(Data entries):

++++++

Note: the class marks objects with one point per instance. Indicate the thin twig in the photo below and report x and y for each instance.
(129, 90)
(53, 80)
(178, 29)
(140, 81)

++++++

(Work order): Please give an exact copy of every entry.

(Output):
Note: the class marks objects with one point per instance. Indicate the thin twig in the photo below and report x and y for each instance.
(129, 90)
(53, 80)
(178, 29)
(140, 81)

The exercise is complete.